Detection material:
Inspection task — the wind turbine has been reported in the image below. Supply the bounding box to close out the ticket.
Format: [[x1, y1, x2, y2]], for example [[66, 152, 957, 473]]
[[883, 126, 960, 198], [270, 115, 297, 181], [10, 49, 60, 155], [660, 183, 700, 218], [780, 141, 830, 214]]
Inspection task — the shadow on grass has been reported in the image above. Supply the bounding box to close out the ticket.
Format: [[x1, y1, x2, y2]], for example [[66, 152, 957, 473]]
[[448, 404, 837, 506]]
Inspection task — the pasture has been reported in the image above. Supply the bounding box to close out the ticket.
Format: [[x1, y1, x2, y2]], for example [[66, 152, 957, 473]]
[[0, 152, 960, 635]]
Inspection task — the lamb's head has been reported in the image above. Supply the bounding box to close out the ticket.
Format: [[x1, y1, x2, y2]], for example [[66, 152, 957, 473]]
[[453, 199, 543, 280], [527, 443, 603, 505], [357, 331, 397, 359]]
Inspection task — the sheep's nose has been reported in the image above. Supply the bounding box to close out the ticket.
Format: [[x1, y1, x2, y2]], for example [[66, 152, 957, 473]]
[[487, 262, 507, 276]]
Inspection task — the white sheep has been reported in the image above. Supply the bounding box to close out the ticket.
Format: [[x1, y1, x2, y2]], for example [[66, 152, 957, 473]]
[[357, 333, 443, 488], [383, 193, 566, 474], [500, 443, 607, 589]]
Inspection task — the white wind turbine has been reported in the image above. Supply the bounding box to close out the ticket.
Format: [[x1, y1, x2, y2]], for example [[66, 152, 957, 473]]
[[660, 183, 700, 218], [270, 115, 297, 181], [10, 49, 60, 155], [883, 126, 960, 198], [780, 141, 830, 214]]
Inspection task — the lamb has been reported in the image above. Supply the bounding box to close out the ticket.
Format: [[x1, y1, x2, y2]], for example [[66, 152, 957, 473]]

• **Exercise aim**
Convert every line of the material above into a JSON list of strings, with one string per line and blank lines omitted.

• **Written answer**
[
  "Inspection task — the wind turbine has been reported in the image below. Supply the bounding box to close out the ticket.",
  "Format: [[x1, y1, x2, y2]], for example [[66, 152, 957, 473]]",
  "[[883, 126, 960, 198], [270, 115, 297, 181], [10, 49, 60, 155], [660, 183, 700, 218], [780, 141, 830, 214]]",
  "Inspection task — the shadow on grass has been reported in the image above. Supply the bounding box to close out the ticket.",
  "Format: [[x1, y1, x2, y2]], for example [[66, 152, 957, 473]]",
  "[[448, 404, 837, 506]]",
  "Inspection task — the pasture has been reported in the image above. Supply the bounding box to close out the ticket.",
  "Format: [[x1, y1, x2, y2]], for example [[66, 152, 957, 473]]",
  "[[0, 152, 960, 635]]",
  "Inspection task — the lamb's head has been reported in the image above. Supply the bounding box to close out the ticket.",
  "Format: [[x1, y1, x2, y2]], for example [[66, 152, 957, 473]]",
  "[[453, 199, 543, 280], [527, 443, 603, 505], [357, 331, 397, 359]]",
  "Inspection task — the sheep's nose has been reported in the image above. Supply the bounding box to close out the ticket.",
  "Format: [[x1, y1, x2, y2]], for example [[66, 152, 957, 473]]",
  "[[487, 262, 507, 276]]",
  "Inspection task — the white sheep has been reported in the image above. Supply the bounding box to close out the ticket.",
  "Format: [[x1, y1, x2, y2]], for example [[66, 152, 957, 473]]",
  "[[357, 333, 443, 488], [383, 193, 566, 474], [500, 443, 607, 589]]",
  "Inspection task — the white wind turbine has been reported in the image above. Supply the bounding box to close out the ticket.",
  "Format: [[x1, y1, x2, y2]], for example [[66, 152, 957, 473]]",
  "[[660, 183, 700, 218], [270, 115, 297, 181], [10, 49, 60, 155], [883, 126, 960, 198], [780, 141, 830, 214]]",
  "Inspection task — the lamb has been reported in the image above. Supply the bounding box to close out the ticket.",
  "Format: [[x1, y1, x2, y2]], for example [[66, 152, 957, 473]]"
]